Friday, May 31, 2013
Allegheny County Executive Rich Fitzgerald today announced the selection of Dr. Karen A. Hacker as the new director of the Allegheny Health Department.
Hacker is currently the senior medical director for public and community health for the Cambridge Health Alliance in Cambridge, Mass. She is also the Chief Medical Officer at the Cambridge Public Health Department and Executive Director of the Institute for Community Health. She holds degrees from Northwestern University School of Medicine and Boston University School of Medical Health.
She will take her post with Allegheny County in September with a salary of $195,000. The Heinz Endowments will pay $50,000 of that amount.
Hacker was chosen unanimously by a search committee co-chaired by Dr. Edie Shapira, a member of the county Board of Health, and Grant Oliphant, CEO of the Pittsburgh Foundation.
Hacker's background "reflects a strong community-based focus on health issues," Fitzgerald said "which is something we were very much looking for."
"We think Dr. Hacker is going to do a fantastic job leading the department into a new generation," he said.

→ Problem to work on
Please extend the announcement about the new Allegheny Health Department director past its final sentence. None of the lines have any bearing on this work.

→ Information shown
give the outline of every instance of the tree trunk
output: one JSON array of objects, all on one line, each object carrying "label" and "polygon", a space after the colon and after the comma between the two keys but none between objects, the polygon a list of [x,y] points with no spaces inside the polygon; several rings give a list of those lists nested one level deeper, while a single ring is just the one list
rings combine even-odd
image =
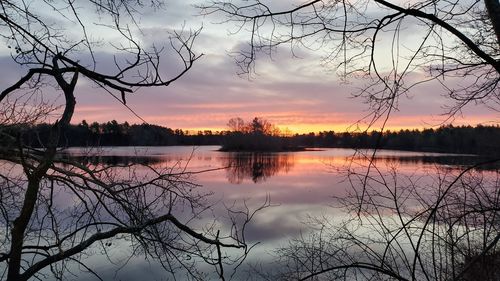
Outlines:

→ Response below
The former health department director, Bruce Dixon, was fired by the Board of Health in March 2012 at the behest of Fitzgerald. Dr. Ron Voorhees has been leading the department in the interim. Fitzgerald said Voorhees had been under consideration for the post but withdrew his candidacy. He remains on the staff.
Search committee members and Fitzgerald praised Hacker's academic and medical credentials, and her background in community and public health. "I can see her walking the streets of our communities and interacting" with the people, said Peg McCormick Barron, a member of the search team. "That will bode well for the Department of Health and the community."
Facing less-than-grueling inquiries from reporters -- who seemed most interested in who she'd be rooting for in the Stanley Cup playoffs -- Hacker said her priorities are to get to know the Department and its staff then "set a realistic agenda." (She also confessed she'd be rooting for the Bruins.)
Hacker says she plans to engage the community to develop policies, while addressing air and water quality, gun violence, infant mortality and barriers to healthcare, among others.
"We've got to revitalize the health department and lead it into the future," she said.
The Board of Health still has to vote on the move, and the county will also have to submit her hiring to the state Board of Health. The county Board of Health next meets at 12:30 p.m. Wed., July 10, in the first floor Conference Room, Building 7, Clack Health Center, 39th Street and Penn Avenue, Lawrenceville.